▸ **Activity**:
Would you reproduce, without any alteration, the lines from the opening line of the entries through the line that has "delta logo on" in it?

▸ **Records for the exercise**:
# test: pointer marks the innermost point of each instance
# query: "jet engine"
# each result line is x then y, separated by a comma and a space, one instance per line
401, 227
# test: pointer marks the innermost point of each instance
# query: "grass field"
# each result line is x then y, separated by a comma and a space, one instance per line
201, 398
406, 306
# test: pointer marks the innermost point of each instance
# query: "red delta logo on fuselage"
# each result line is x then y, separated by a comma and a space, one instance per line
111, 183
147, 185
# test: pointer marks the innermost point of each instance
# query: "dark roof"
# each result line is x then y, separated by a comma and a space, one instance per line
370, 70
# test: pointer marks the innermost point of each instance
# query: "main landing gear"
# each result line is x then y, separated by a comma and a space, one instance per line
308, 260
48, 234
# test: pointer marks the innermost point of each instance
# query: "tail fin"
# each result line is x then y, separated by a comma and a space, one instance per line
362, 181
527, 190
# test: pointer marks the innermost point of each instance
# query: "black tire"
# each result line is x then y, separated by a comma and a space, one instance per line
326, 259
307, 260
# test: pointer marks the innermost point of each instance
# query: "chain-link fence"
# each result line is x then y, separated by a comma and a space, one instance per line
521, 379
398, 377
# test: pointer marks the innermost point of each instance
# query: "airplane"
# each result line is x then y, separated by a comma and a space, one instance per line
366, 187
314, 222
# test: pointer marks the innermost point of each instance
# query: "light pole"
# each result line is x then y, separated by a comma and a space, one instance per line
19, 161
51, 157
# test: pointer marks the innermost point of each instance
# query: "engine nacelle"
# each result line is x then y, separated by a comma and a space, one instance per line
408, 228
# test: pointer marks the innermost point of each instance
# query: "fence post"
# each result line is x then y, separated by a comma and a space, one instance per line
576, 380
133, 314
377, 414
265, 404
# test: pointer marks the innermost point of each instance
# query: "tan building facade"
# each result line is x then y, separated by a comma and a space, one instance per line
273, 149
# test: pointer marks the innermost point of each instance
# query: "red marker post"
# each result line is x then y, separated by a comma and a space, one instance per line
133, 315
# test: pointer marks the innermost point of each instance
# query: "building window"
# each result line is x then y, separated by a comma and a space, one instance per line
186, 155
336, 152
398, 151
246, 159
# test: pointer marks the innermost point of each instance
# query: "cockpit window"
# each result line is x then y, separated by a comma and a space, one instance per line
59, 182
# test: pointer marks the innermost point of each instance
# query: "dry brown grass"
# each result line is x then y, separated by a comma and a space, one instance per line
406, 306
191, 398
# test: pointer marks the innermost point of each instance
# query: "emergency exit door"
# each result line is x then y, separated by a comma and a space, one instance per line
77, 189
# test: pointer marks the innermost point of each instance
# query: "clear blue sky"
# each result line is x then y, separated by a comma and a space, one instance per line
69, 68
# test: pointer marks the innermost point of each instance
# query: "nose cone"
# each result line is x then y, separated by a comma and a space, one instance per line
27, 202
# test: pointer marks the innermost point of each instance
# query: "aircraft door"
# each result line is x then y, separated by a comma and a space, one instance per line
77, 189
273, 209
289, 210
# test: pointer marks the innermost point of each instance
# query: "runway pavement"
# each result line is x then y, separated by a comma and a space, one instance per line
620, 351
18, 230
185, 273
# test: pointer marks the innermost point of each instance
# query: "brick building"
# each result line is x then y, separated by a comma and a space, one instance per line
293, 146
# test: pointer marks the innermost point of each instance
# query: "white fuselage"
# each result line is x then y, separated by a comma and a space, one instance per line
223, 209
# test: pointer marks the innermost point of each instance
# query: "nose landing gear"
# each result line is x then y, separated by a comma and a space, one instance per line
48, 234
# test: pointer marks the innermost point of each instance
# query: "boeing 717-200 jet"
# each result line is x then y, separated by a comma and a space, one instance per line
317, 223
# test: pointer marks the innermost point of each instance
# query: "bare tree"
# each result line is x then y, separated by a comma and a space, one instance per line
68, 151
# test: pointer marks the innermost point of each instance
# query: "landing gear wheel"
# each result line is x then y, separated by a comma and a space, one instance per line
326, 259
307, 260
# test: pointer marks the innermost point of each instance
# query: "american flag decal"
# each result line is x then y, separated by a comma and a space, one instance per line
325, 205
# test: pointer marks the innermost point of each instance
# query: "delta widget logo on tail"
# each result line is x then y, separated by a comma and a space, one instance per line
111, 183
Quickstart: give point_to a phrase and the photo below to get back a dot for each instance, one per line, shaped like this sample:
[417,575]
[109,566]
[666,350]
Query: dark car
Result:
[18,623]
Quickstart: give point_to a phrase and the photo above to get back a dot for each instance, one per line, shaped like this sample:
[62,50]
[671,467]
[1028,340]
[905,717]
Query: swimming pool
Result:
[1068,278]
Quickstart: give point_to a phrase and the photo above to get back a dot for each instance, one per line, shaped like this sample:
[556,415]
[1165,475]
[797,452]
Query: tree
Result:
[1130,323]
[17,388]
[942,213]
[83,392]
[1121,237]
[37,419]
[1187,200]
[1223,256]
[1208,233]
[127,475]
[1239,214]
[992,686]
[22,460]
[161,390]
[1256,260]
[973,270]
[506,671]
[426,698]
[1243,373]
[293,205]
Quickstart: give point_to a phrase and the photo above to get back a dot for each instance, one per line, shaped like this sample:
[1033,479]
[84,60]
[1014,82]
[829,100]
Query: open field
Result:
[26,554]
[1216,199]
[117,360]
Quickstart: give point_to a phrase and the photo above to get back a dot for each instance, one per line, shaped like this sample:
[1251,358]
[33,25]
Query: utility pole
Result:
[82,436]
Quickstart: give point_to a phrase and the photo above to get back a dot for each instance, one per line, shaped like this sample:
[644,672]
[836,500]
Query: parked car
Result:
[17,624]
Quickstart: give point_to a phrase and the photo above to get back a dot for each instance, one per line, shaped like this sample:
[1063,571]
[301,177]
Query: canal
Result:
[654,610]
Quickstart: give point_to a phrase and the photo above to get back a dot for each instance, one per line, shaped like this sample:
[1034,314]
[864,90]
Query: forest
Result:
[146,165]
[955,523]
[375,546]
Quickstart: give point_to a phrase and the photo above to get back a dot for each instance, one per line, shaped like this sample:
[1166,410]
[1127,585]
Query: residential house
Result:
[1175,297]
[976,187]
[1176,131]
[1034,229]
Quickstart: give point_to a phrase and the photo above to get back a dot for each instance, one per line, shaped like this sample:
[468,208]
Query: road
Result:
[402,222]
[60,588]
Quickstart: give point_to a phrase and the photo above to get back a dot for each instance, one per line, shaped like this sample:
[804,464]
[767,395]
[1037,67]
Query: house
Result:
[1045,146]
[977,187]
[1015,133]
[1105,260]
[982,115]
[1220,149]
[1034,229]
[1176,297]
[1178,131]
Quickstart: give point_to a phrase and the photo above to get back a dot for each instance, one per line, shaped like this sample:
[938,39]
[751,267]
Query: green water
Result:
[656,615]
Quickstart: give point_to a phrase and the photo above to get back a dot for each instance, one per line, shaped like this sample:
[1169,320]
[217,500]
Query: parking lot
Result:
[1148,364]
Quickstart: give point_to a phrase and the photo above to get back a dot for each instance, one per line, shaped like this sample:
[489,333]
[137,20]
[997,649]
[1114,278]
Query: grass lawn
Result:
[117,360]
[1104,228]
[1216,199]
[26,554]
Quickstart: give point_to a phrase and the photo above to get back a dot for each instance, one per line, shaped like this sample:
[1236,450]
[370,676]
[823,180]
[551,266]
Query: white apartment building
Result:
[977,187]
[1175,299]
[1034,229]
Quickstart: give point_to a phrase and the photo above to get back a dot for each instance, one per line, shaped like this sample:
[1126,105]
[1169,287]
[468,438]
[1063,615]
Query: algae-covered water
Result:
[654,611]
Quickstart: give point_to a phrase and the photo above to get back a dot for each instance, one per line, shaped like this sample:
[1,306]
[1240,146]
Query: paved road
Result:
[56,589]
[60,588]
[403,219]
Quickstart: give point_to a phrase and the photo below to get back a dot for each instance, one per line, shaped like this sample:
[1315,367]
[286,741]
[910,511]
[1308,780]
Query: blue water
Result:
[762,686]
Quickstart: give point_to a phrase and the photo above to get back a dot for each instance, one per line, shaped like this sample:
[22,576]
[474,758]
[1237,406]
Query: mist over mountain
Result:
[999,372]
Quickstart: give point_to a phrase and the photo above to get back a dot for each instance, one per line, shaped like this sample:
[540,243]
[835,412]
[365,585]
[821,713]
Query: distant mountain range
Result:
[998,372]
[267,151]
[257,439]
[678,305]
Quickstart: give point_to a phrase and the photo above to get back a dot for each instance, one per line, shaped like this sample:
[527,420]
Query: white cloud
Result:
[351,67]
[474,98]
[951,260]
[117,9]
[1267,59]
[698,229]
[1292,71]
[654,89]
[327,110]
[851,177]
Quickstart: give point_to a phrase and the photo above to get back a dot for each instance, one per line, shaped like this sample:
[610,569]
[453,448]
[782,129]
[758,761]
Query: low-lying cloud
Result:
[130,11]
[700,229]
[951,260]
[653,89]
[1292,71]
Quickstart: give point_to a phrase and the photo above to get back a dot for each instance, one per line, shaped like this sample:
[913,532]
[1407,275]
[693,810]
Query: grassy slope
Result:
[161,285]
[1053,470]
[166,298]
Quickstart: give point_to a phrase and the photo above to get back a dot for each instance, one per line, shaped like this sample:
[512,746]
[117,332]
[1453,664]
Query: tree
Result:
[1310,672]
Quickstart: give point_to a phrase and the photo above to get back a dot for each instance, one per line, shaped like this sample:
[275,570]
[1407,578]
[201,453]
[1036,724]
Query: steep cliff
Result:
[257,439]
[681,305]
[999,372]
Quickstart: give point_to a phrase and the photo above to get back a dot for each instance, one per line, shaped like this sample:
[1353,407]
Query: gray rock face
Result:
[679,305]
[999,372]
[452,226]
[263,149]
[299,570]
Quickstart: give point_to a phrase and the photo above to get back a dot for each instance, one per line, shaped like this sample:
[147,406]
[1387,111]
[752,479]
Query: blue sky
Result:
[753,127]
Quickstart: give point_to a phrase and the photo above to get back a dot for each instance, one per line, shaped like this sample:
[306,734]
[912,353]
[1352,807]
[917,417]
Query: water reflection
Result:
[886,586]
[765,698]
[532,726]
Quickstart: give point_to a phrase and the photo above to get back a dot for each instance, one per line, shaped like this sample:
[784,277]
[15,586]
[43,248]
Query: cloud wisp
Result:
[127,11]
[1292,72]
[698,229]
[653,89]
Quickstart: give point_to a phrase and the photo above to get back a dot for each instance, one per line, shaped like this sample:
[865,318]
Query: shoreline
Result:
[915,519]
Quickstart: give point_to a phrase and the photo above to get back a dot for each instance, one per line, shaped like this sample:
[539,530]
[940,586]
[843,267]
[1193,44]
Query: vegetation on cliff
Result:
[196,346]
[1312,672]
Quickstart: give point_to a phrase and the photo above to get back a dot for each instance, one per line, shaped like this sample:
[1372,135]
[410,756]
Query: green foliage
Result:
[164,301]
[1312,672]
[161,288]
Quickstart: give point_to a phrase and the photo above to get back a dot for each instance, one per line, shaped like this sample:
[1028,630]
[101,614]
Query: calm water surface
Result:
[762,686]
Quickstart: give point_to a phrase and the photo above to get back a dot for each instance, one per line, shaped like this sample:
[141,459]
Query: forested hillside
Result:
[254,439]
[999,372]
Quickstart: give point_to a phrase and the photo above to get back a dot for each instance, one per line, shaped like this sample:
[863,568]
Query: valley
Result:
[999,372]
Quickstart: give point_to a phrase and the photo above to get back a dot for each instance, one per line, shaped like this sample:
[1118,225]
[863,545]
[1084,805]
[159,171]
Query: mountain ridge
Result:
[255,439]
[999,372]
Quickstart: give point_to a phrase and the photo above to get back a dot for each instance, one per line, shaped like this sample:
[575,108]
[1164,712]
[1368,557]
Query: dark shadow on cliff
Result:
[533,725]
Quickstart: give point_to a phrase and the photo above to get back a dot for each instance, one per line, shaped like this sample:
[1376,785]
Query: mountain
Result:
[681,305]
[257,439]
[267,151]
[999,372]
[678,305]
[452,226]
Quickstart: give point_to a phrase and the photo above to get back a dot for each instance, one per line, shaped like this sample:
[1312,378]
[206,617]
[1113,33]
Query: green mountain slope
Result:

▸ **Solution to this task**:
# test: pointer marks the innermost point of each instance
# query: "jet engine"
# each result line is x then y, separated by a comma and a space, one instance per line
401, 227
# test: pointer marks the innermost point of each instance
# query: "grass field"
# each result line is x then y, separated by a comma and a space, one instance per line
201, 398
406, 306
# test: pointer marks the innermost point of each instance
# query: "red delta logo on fuselage"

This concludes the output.